BEGIN MATERIAL TO PROCESS
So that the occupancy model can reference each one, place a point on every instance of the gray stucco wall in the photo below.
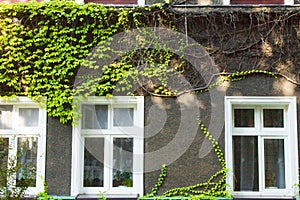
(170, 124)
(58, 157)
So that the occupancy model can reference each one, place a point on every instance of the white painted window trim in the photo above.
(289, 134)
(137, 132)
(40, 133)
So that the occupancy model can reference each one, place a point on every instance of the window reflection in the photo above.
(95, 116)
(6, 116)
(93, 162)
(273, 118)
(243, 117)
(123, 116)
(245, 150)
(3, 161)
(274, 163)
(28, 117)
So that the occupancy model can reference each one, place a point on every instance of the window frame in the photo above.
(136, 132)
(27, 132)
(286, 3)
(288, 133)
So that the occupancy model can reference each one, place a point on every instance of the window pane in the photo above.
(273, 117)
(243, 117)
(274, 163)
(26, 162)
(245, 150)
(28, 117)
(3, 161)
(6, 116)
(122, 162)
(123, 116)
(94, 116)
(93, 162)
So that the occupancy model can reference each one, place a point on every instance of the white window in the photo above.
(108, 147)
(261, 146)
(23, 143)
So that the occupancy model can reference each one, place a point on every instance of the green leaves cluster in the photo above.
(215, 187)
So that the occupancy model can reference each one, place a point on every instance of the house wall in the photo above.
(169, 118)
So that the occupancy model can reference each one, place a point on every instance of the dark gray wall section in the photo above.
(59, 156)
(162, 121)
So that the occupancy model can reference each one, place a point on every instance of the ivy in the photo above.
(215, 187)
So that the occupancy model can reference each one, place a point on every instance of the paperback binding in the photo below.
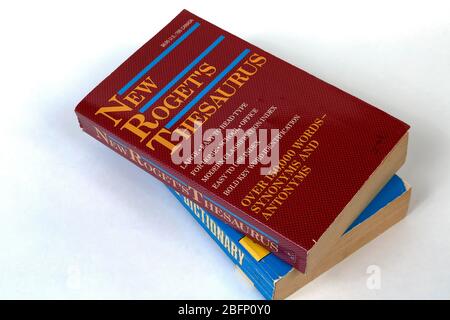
END MATERIAL TO PROCESS
*TASK REQUIREMENTS*:
Exactly the lines from the one holding "pane in the photo above." through the last line of the entries must be set down, with nothing added and no pictures.

*TASK RESULT*:
So that the occupancy model can reference each one, place a point on every instance of the window pane in the photo above.
(273, 117)
(243, 117)
(274, 163)
(26, 162)
(245, 150)
(28, 117)
(3, 161)
(6, 116)
(122, 162)
(123, 116)
(94, 116)
(93, 162)
So that the occupancy model can reference each one, place a point on every instance of the white window in the photo above.
(108, 147)
(261, 146)
(23, 143)
So that the occupancy model can reference each one, place a point on every instance of the green leaves cluster in the photo above.
(215, 187)
So that the occupancy model can reference each one, place a point on every instance of the house wall in the photo above.
(169, 118)
So that the occupancy model can reference each one, place a point on every instance of the dark gray wall section in the photo above.
(59, 156)
(162, 121)
So that the occupancy model can reference each one, place a point on every instance of the ivy in the photo above.
(215, 187)
So that the occupancy model can reference each one, place a point on every instance of the paperback binding in the photo below.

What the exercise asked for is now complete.